### Problems to solve
(1) Quote the piece about elderly women in candy and card stores word for word, beginning at the words "A Fanny May Candy" and stopping after "for old ladies.".
(2) Continue the piece about elderly women in candy and card stores from the point where it stops.

A Fanny May Candy store is one of the most common places for old women to die. It comes in behind their residence and a hospital and is tied for third place with Hallmark stores. The endless cycle of stick candy and porcelain figurines is like the death spiral of a stalled jet. If they need a Trinidad and a Shoebox Greeting on the same day, well, you can just forget about seeing that old woman alive ever again. She'll walk into the Hallmark store and nine hours later they'll be wheeling her corpse out on a stretcher with a card for her grandson locked by rigor mortis into her gnarled claw. The coroner's report will indicate traces of powder around the mouth that could only come from those pastel-colored mints that are like doggie treats for old ladies.
You know that flash of annoyance you get when you hear someone cough or sneeze? It's not real anger at them for making noise - barring the occasional whooping cough sufferer who decides to see a matinee - it's more of an instinctual revulsion at the expression of suffering. It's even more acute with animals because they have to hyper-vocalize discomfort for humans to understand. A dog will somehow get its dewclaw mixed up in the shag carpet and you'll think an Irish curse unleashed banshees on your rumpus room.
That flash of annoyance - that subconscious burst of animal horror - is extended to your entire shopping experience when you are being serviced by an extremely elderly person. Every normal retail request results in an agonized fumbling. You can hear the creaking of their arthritic joints and see them wince in pain. You are inflicting yourself upon them. You are, by simply shopping, a sadist.
Yes, I would like this box of chocolates. No, I don't know the price offhand. No, oh god, no! You don't have to check the price. Let me check the price, please! Don't they have some version of a barcode scanner that corresponds to those huge print books for old people at the library? They expect someone with a hippocampus that looks like a deflated balloon to remember the price of every item in the store? If you ask for a bag you can just forget about sleeping soundly. She'll struggle to peel apart the sides of the bag and miss over and over again trying to put your item inside. You'll be able to feel the electric crackle of her ribbon-candy bones splintering from the effort.
Whenever the subject of eliminating Social Security comes up the AARP can just video tape some old people working. Witnessing the elderly at any job more rigorous than being a Wal*Mart greeter will send cold fear up the spine of a fiscal conservative. You want to make Meemaw Silverhair go to work? Watch as her parakeet bones collapse beneath the weight of a banana and her paper-thin skin peels off on the buttons of a cash register.
The only thing more depressing than shopping at a store staffed by elderly women would be robbing a store staffed by elderly women. My grandmother cried once because I yelled. Not at her or anything, I just yelled. When I was seven. The idea that she might not instantly burst into flames during an armed robbery is preposterous.
Oh no, an old woman is buying stuff at Fanny May. It's like a BDSM club where everyone just beats the shit out of each other and loves it.These aren't the mummy-fighting women of the Tomb Raider generation. They aren't even your hippy mom who probably gave a hand job to some drummer from a jam band when she was 15. These are women from a generation that thought kissing would get them pregnant until they actually got pregnant. Their entire generation wore hats. Not even regular hats with some degree of utility, I'm talking the little beanie hats with mesh and fake flowers. Even a totally unarmed robber speaking in a gentle voice would cause a series of firecracker-like cardiac incidents among the employees at a Fanny May.

Referring expression grounding data
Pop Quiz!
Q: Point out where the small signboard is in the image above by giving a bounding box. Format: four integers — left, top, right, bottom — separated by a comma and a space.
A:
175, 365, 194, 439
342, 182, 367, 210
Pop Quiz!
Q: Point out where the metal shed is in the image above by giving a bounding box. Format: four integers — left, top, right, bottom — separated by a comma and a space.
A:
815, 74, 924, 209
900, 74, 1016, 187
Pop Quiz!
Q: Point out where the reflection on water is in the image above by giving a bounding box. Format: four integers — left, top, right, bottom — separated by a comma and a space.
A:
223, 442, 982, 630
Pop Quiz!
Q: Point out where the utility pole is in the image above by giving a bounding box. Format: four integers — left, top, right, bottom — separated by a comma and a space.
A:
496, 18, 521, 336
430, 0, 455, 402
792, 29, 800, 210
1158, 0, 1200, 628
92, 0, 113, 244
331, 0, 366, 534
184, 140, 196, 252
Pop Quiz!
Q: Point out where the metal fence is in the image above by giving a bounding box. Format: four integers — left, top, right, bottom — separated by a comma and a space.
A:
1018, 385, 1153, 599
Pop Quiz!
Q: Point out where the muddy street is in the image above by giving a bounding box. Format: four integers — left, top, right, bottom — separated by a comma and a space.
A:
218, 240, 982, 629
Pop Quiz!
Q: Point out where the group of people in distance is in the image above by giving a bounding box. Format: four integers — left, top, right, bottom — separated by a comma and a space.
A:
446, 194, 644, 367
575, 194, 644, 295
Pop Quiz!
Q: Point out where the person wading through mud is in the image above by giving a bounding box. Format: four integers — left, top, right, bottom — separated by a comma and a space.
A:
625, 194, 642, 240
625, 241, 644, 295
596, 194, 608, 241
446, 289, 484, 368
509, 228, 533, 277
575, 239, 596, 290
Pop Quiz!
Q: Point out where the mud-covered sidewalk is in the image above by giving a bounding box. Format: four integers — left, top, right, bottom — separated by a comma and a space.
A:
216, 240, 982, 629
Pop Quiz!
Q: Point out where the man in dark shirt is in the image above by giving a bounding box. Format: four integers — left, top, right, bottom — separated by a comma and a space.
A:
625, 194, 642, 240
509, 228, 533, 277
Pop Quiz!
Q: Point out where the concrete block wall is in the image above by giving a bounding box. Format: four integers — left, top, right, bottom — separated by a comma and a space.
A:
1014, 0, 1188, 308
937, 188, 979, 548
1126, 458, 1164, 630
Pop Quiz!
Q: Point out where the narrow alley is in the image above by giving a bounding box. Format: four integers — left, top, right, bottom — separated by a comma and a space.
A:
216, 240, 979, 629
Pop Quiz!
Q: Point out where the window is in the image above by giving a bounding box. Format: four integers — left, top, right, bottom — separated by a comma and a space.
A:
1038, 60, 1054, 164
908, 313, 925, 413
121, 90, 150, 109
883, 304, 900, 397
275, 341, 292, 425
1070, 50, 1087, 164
==
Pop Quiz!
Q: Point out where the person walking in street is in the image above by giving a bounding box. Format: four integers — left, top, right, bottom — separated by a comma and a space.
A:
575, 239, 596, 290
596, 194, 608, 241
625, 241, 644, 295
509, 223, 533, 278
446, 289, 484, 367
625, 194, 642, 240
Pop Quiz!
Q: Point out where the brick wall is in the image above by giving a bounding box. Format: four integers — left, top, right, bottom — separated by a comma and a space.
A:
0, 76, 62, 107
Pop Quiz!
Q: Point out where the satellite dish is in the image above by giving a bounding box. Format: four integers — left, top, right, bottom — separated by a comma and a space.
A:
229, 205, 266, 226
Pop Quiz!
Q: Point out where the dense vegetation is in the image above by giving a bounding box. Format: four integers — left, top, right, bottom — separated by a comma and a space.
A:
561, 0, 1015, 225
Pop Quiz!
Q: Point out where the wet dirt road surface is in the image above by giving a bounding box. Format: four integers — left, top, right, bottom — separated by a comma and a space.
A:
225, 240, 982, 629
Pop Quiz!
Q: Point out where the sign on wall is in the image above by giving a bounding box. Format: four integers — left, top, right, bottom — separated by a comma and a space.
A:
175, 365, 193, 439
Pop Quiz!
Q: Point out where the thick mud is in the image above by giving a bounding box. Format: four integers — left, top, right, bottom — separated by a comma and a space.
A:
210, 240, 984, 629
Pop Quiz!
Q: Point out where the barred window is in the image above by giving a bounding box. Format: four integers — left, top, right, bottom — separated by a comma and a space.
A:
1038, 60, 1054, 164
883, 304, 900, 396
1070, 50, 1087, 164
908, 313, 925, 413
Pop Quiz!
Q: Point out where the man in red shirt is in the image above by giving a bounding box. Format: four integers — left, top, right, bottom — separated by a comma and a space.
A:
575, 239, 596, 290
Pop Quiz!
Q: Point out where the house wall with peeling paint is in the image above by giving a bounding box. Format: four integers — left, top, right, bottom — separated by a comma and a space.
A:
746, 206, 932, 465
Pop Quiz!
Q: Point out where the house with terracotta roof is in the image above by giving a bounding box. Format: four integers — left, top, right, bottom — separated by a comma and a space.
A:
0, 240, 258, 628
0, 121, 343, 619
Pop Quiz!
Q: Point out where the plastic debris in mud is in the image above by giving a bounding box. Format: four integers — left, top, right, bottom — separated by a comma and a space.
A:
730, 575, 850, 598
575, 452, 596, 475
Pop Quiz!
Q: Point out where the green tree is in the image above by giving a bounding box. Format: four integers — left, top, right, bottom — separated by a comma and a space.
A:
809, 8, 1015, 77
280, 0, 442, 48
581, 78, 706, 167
...
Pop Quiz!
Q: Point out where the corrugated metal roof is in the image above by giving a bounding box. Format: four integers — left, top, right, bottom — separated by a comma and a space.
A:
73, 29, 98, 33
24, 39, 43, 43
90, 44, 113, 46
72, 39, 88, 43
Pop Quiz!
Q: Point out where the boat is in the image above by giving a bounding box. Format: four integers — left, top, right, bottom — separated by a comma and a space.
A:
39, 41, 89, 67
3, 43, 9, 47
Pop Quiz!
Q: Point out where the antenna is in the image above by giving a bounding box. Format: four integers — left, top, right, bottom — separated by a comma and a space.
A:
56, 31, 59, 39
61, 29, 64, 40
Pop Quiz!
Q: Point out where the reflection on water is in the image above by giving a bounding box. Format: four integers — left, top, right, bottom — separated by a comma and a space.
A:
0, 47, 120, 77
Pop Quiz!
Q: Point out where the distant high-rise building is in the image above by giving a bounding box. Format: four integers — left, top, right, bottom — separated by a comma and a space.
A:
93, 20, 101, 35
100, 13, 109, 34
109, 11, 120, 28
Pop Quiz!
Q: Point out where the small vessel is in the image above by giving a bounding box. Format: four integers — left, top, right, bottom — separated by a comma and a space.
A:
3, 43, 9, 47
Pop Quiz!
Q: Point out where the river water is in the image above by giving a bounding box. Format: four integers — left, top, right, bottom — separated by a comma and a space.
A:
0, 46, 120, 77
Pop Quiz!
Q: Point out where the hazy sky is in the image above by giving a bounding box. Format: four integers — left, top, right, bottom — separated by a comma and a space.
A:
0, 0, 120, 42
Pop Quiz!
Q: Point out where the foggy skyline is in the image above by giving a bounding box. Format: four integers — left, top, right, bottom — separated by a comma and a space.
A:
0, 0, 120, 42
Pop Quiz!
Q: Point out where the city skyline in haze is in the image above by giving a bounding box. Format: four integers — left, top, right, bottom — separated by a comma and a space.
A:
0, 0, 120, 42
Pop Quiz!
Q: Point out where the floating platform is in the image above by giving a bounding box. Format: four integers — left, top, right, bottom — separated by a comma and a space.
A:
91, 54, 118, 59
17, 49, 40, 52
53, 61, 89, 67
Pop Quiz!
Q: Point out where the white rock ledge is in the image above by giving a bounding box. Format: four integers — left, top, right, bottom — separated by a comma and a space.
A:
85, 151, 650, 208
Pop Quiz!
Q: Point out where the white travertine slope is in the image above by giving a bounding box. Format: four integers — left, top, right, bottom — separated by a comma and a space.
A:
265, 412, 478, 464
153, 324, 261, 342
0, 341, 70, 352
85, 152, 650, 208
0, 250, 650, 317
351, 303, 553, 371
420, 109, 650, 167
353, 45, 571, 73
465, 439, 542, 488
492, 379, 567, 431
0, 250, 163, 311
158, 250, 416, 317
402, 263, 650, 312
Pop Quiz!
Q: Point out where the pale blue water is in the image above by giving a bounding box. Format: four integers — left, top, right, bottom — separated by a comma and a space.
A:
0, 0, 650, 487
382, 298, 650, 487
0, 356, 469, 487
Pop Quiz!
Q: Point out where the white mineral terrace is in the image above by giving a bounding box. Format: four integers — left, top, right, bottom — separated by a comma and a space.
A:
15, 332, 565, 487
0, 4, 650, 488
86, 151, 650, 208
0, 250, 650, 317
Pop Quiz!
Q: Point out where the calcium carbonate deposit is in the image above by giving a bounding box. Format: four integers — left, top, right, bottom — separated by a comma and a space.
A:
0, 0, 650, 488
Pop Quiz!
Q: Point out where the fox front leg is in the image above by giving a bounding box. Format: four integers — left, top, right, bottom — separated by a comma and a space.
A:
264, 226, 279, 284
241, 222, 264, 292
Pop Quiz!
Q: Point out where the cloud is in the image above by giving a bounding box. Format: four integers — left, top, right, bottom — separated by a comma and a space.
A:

### Answers per task
(1)
A Fanny May Candy store is one of the most common places for old women to die. It comes in behind their residence and a hospital and is tied for third place with Hallmark stores. The endless cycle of stick candy and porcelain figurines is like the death spiral of a stalled jet. If they need a Trinidad and a Shoebox Greeting on the same day, well, you can just forget about seeing that old woman alive ever again. She'll walk into the Hallmark store and nine hours later they'll be wheeling her corpse out on a stretcher with a card for her grandson locked by rigor mortis into her gnarled claw. The coroner's report will indicate traces of powder around the mouth that could only come from those pastel-colored mints that are like doggie treats for old ladies.

(2)
I'm pretty sure "fanny" is also British for "vagina," which is a word association you don't want popping up unbidden while watching white spit-foam form in the corners of an octogenarian's mouth.
We purchased a little bit of candy for way too much money and got a whole lot of depression, on the house. We drove back to our apartment. At around eight we got a call from the realtor. Their counter wasn't showing nearly as much movement as we would have liked, but it also wasn't one of those cheesy symbolic counter offers where they reduce the asking price by like 50 dollars so you get the message and fuck off. Negotiations moved quickly after that, zipping back and forth between our realtor and the seller's realtor. In reality, they probably weren't even negotiating. They'd probably settled on a price hours earlier in a hotel bar and they were just calling up the respective parties between torrid sex sessions to enact their little scheme. No, I don't really trust realtors that much, why do you ask?
We reached a price. It was more than we wanted to pay, but just close enough to our somewhat arbitrary upper limit as to make us cave. It was right in the average range for other houses in the neighborhood, so we could at least be happy that we hadn't just paid the most for a house on the block.
It's not ours yet. There is a long ton of paperwork, all manner of inspections and a disgusting array of fees and expenses. I feel elated, at how great the house is and how much nicer it's going to be than our apartment. I also feel terrified, because it's our first house and the mortgage is enough debt to make me insane.
I'm also a little sad to be trading the city for the suburbs. I moved to Chicago from a small town and it has been a great experience. The city will still be within spitting distance, but I know, deep down, that it will be an infrequent trip. Once or twice a month at the most. I'll miss the complexity and bustle of the city. I'll miss the dizzying amount of options for entertainment and I'll feel like I never really took advantage of them when they were right next door. I'll miss the 100 year old walk up apartments and all of their character. I'll miss the scrap metal hunter-gatherers in their pickups and the cops who laugh when you report a hit and run accident. I'll even miss the dead body in the gutter.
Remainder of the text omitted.